OBJECTIVE:
Name every character from the novel who appears by name in the book review below.

EXTRACTED TEXT:
┄┄┄┄┄┄

An affecting romance told with intelligence and nuance.

Awards & Accolades

Our Verdict

  • Our Verdict
  • GET IT

In this historical novel, set in the eighth century, a Viking mercenary kidnaps a wealthy woman for profit before they unexpectedly develop romantic feelings for each other.

Lord Cecil Allard hires Norseman Einar Herjolfsson to charge into his upcoming wedding ceremony and kill his fiancee. He pays the Viking half of his fee in advance and says that he can get the rest by stealing silver and gold from the cathedral. But when Einar and his men arrive at the ceremony, there are no riches to be found, so the Viking decides to take the bride, Seraphina, and two of her friends, Iohannes and Hadley, as captives for ransom or later sale. Seraphina turns out to be the daughter of a wealthy landowner with powerful political connections, which presents even greater opportunities for her captors. As a result, Einar must protect her from his cohorts, including his rapacious stepbrother, Gunnar, who bitterly feels that Einar’s introduction into the family by marriage has unjustly deprived him of his own “firstborn-son status.” To complicate matters further, Einar finds himself “intrigued” by Seraphina’s combination of beauty and courage from the first moment that he sees her, and his feelings only deepen over time. Eventually, Seraphina begins to return Einar’s affections, and she turns against her fiance completely when she learns of his treacherous plan. Gabel (Making Friends, 2016, etc.) stirringly depicts the fragility of moral principles during a time of violent lawlessness. The attraction between Einar and Seraphina is jarringly implausible on its face, but this only makes it more impressive when the author makes it not only seem credible, but also touching. Also, she powerfully contrasts Einar’s rough-hewn honor and Cecil’s “well-groomed sophistication,” as when the former remarks to Seraphina, “Has he proven himself in battle? Does he treat others fairly? Does he honor his word? I think not.” Overall, Gabel has constructed a work of historical fiction that’s both faithful to the period and dramatically captivating.

┄┄┄┄┄┄

INFORMATION PROVIDED:
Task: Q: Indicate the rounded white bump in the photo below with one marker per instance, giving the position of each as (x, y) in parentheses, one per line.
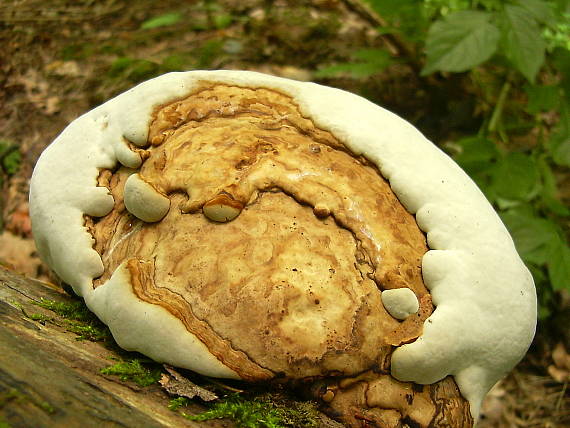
(222, 208)
(144, 201)
(400, 302)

┄┄┄┄┄┄

TASK RESULT:
Lord Cecil Allard, Einar Herjolfsson, Seraphina, Iohannes, Hadley, Gunnar